Thursday, July 16, 2020

Perang Topat: Simbol Persaudaraan di Lombok


Perang Topat: Simbol Persaudaraan di Lombok
oleh
Ni Nyoman Liana Savitri


Indonesia merupakan salah satu negara yang memiliki budaya yang sangat beragam. Dari Sabang sampai Merauke, kita dapat melihat berbagai macam budaya dan tradisi yang tentunya memiliki nilai dan maknanya tersendiri. Salah satunya yang terdapat di Pulau Lombok, Nusa Tenggara Barat (NTB). Di sana terdapat salah satu tradisi yang dilaksanakan secara turun-temurun dari generasi ke generasi. Tradisi tersebut dikenal dengan nama Perang Topat. Perang tersebut mampu merekatkan rasa persatuan di kalangan masyarakat Lombok walaupun berbeda latar belakang dan kepercayaan. Bupati Lombok Barat, H. Fauzan Khalid berkata, ”Perang Topat merupakan bentuk pluralisme karena melibatkan dua umat berbeda agama, yakni Islam dan Hindu. Perang yang dimaksud bukanlah perang yang saling menyakiti satu sama lain  ataupun saling bercucuran darah, bahkan sampai mengorbankan jiwa seseorang, tetapi perang yang dimaksud yaitu, perang topat atau perang ketupat yang membawa makna kedamaian, toleransi, dan kerukukan antarumat muslim dan Hindu yang  dilaksanakan dengan melempar ketupat satu dengan yang lain.

--------------------------------

Tugas.
Tuliskan lanjutan teks tentang Perang Topat di atas, dimulai setelah kalimat terakhirnya. Data ini berasal dari sumber lain, bukan dari teks di atas.

Isi Data.
--------------------------------

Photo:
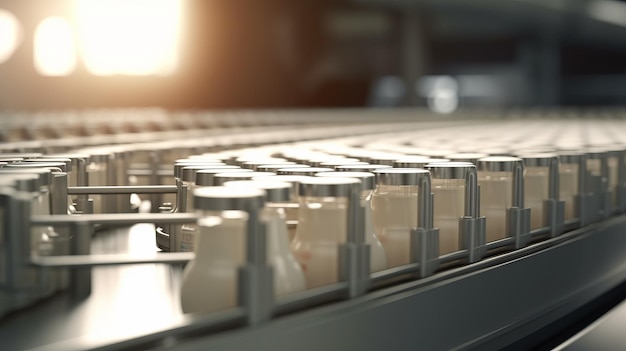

--------------------------------

Hasil.
Awal mula terciptanya tradisi Perang Topat, yaitu ketika Kerajaan Karangasem Bali mulai berkuasa di Pulau Lombok. Kerajaan tersebut dipimpin oleh seorang raja yang bernama Anak Agung Ngurah Made Karang pada tahun 1720 Masehi. Konon, menurut cerita kala itu pembangunan pura untuk tempat ibadah bagi umat Hindu  mengalami penolakan dari masyarakat setempat. Terjadilah ketegangan antarkedua belah pihak. Di tengah ketegangan yang hampir berujung pada perang fisik, muncullah seorang kiai yang mendamaikan keduanya. Kiai tersebut menasehati kedua kelompok dan mereka mulai menyadari akan pentingnya hidup rukun dan damai antarumat  Hindu dengan umat Islam. Kiai tersebut bernama Raden Mas Sumilir yang bergelar Datu Walimilir. Beliau merupakan penyiar agama Islam dari Demak. Suatu hari, Datu Wali Milir menghilang dan mengalami moksa (kebebasan dari ikatan duniawi). Para murid Datu Sumilir pergi mencarinya dengan membawa ketupat sebagai bekal perjalanan. Kemudian, ditemukanlah sebuah petilasan yang merupakan suatu tempat yang pernah disinggahi atau didiami oleh seseorang. Petilasan tersebut diyakini sebagai milik Datu Sumilir. Tanpa disadari, para murid Datu Sumilir saling melempar ketupat yang dibawa sebagai ungkapan perasaaan sukacita saat itu.
Sejarah Perang Topat erat kaitannya dengan masa lalu Pura Lingsar sebagai tempat pelaksaanaan Perang Topat. Menurut penuturan Bapak Yuda Madi selaku pemandu wisata (guide) di Pura Lingsar mengatakan bahwa suatu ketika Datu Sumilir ingin menunaikan ibadah sholat. Namun, saat itu tidak ada air untuk wudu. Datu Wali Milir pun menancapkan tongkatnya sebanyak tiga kali di Tanah Bayan. Ajaib, ketika tongkat tersebut ditarik air pun muncrat dan melaju deras sehingga terbentuklah kolam. Dalam bahasa Sasak disebut dengan istilah langser atau lengsar (air mancur dalam tanah) sehingga desa tersebut hingga kini diberi nama Desa Lingsar.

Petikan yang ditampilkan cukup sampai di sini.